MATERIAL>
=-=-=

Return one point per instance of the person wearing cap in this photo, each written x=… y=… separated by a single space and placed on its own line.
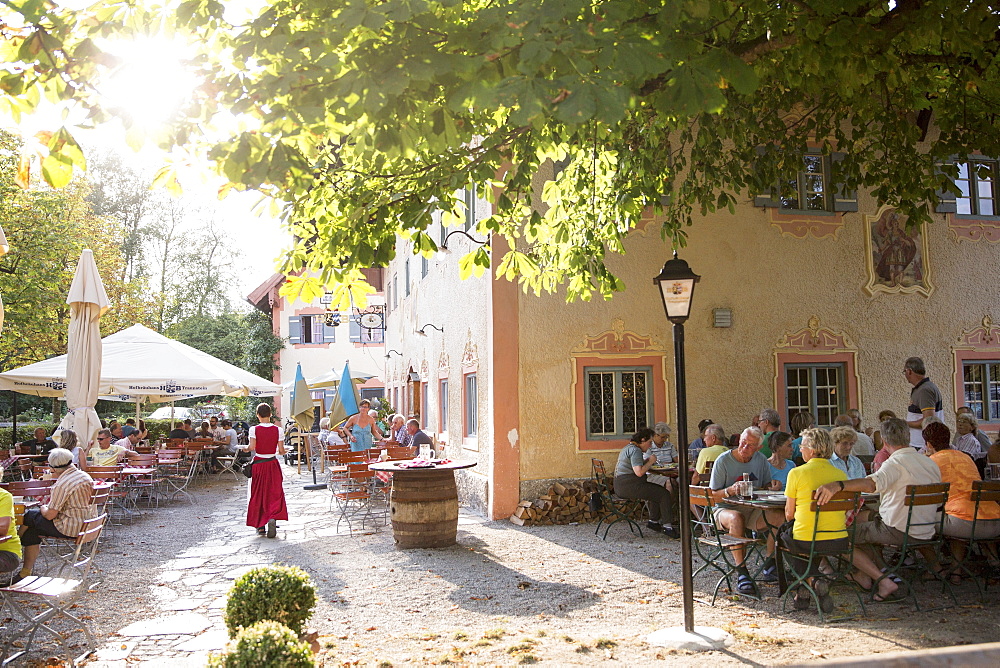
x=68 y=507
x=106 y=453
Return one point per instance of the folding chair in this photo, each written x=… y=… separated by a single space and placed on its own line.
x=838 y=560
x=353 y=494
x=983 y=491
x=177 y=472
x=56 y=596
x=918 y=496
x=613 y=508
x=715 y=547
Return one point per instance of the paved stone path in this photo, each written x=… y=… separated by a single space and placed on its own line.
x=189 y=590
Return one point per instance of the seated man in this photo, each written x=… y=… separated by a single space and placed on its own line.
x=10 y=542
x=417 y=436
x=904 y=466
x=106 y=453
x=41 y=444
x=736 y=520
x=67 y=509
x=178 y=432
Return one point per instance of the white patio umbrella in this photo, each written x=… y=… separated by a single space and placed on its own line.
x=87 y=303
x=140 y=364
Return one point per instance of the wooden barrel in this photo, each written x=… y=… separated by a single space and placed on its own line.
x=424 y=508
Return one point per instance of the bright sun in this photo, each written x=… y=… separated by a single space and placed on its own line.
x=151 y=83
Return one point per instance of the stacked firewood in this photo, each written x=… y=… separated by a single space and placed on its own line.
x=564 y=504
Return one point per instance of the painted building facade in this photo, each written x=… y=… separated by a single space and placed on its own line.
x=809 y=302
x=321 y=342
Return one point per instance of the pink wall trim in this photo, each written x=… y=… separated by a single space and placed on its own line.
x=505 y=482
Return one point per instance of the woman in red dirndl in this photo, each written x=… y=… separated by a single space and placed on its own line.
x=267 y=498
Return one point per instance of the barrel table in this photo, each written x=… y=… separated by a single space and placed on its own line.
x=423 y=504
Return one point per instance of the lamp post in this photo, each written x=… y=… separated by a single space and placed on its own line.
x=676 y=282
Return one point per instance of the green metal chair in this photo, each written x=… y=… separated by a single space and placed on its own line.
x=715 y=547
x=918 y=496
x=613 y=508
x=983 y=491
x=838 y=559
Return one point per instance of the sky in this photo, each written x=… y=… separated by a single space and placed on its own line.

=-=-=

WHAT IS BEING ASKED> Rewrite all of the lines above, replacing "in this photo" with "in this picture" everywhere and keeping everything else the same. Leave the pictures out.

EXERCISE SOLUTION>
Return one point per instance of the person wearing cap in this picture, each written x=… y=… separated by a single space and placed on its own line.
x=68 y=507
x=106 y=453
Return one point per instance of the folding chair in this picture, each written x=… y=… separated by a single space and placed on its own line.
x=838 y=560
x=353 y=494
x=983 y=491
x=177 y=472
x=56 y=596
x=918 y=496
x=613 y=508
x=715 y=547
Return one point per instance of the paved stone path in this picture, each written x=… y=… separated by a single space and placed on its own line.
x=189 y=590
Return one point per instance of the seated man in this picture, each written x=… y=… separated by a single space and placed on its own line.
x=10 y=542
x=417 y=436
x=904 y=466
x=106 y=453
x=41 y=444
x=736 y=520
x=67 y=509
x=178 y=432
Return one point per instance of the white patio umbrella in this picture, each written x=… y=… separated by a single space and placed on its own line.
x=87 y=303
x=140 y=364
Return one point per instance of the wooden barrel in this picture, each written x=… y=… separated by a single space and placed on its own line.
x=424 y=508
Return one point per instance of the bright sun in this picture, each written x=… y=… separated by a single space and placed on its own line.
x=151 y=83
Return one point per instance of the stacked firewood in this picture, each written x=… y=… separated by a single space and placed on its own line.
x=564 y=504
Return one point per instance of the painted building facade in this picture, each written x=… y=… separated by a single space and placed on its own line.
x=809 y=302
x=321 y=342
Return one point per instance of the pink wall trim in this picture, each written x=… y=… separated by a single space and placed on its own line.
x=505 y=482
Return one point per instance of the woman in red dirndl in this picture, each written x=… y=… separated by a single space and placed on its own line.
x=267 y=498
Return one point per instance of the barrel table in this picture, each written x=… y=… separated by a single space and placed on its own line.
x=423 y=504
Return one point per instance of the lamp post in this picture, each written x=… y=… separated by a single space and placed on its own line.
x=676 y=282
Return one point per instance of the green metal chair in this picture, each written x=… y=… separated by a single space and placed on its own line.
x=715 y=547
x=918 y=496
x=613 y=508
x=983 y=491
x=838 y=559
Return one point per instance of the sky in this picture, each written x=… y=… separated by a single space and placed on its own line.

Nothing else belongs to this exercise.